» **Task description**
Reproduce the items below, starting at the line that contains "Please examine the image and tell me: where is the person" and ending at the end of the items, including their requests. Multiply every bounding box coordinate in the answers by 1.4, rounding to whole numbers with halves rounded up, but leave the numbers in the requests and in their format samples unchanged.

[Rows from a dataset for labeling boxes]
-------

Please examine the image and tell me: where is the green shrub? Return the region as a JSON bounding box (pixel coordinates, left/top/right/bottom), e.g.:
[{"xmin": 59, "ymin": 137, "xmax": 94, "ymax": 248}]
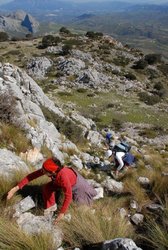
[
  {"xmin": 145, "ymin": 54, "xmax": 162, "ymax": 64},
  {"xmin": 113, "ymin": 56, "xmax": 130, "ymax": 67},
  {"xmin": 63, "ymin": 39, "xmax": 83, "ymax": 46},
  {"xmin": 41, "ymin": 35, "xmax": 60, "ymax": 49},
  {"xmin": 86, "ymin": 31, "xmax": 103, "ymax": 39},
  {"xmin": 59, "ymin": 27, "xmax": 71, "ymax": 35},
  {"xmin": 132, "ymin": 59, "xmax": 148, "ymax": 69},
  {"xmin": 138, "ymin": 92, "xmax": 161, "ymax": 105},
  {"xmin": 0, "ymin": 31, "xmax": 9, "ymax": 42},
  {"xmin": 77, "ymin": 88, "xmax": 87, "ymax": 93},
  {"xmin": 61, "ymin": 44, "xmax": 72, "ymax": 56},
  {"xmin": 158, "ymin": 64, "xmax": 168, "ymax": 75},
  {"xmin": 154, "ymin": 82, "xmax": 164, "ymax": 90},
  {"xmin": 124, "ymin": 72, "xmax": 136, "ymax": 81},
  {"xmin": 111, "ymin": 118, "xmax": 123, "ymax": 130},
  {"xmin": 0, "ymin": 93, "xmax": 18, "ymax": 123}
]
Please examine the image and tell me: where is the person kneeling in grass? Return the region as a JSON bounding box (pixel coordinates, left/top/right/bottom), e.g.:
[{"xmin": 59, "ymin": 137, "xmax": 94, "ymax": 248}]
[{"xmin": 7, "ymin": 157, "xmax": 97, "ymax": 224}]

-------

» **Full answer**
Please examine the image and tell me: where is the person kneeling in grass? Return the region as a JSON bounding box (pixel coordinates, left/top/right/bottom), e.g.:
[{"xmin": 59, "ymin": 137, "xmax": 94, "ymax": 248}]
[{"xmin": 10, "ymin": 220, "xmax": 136, "ymax": 314}]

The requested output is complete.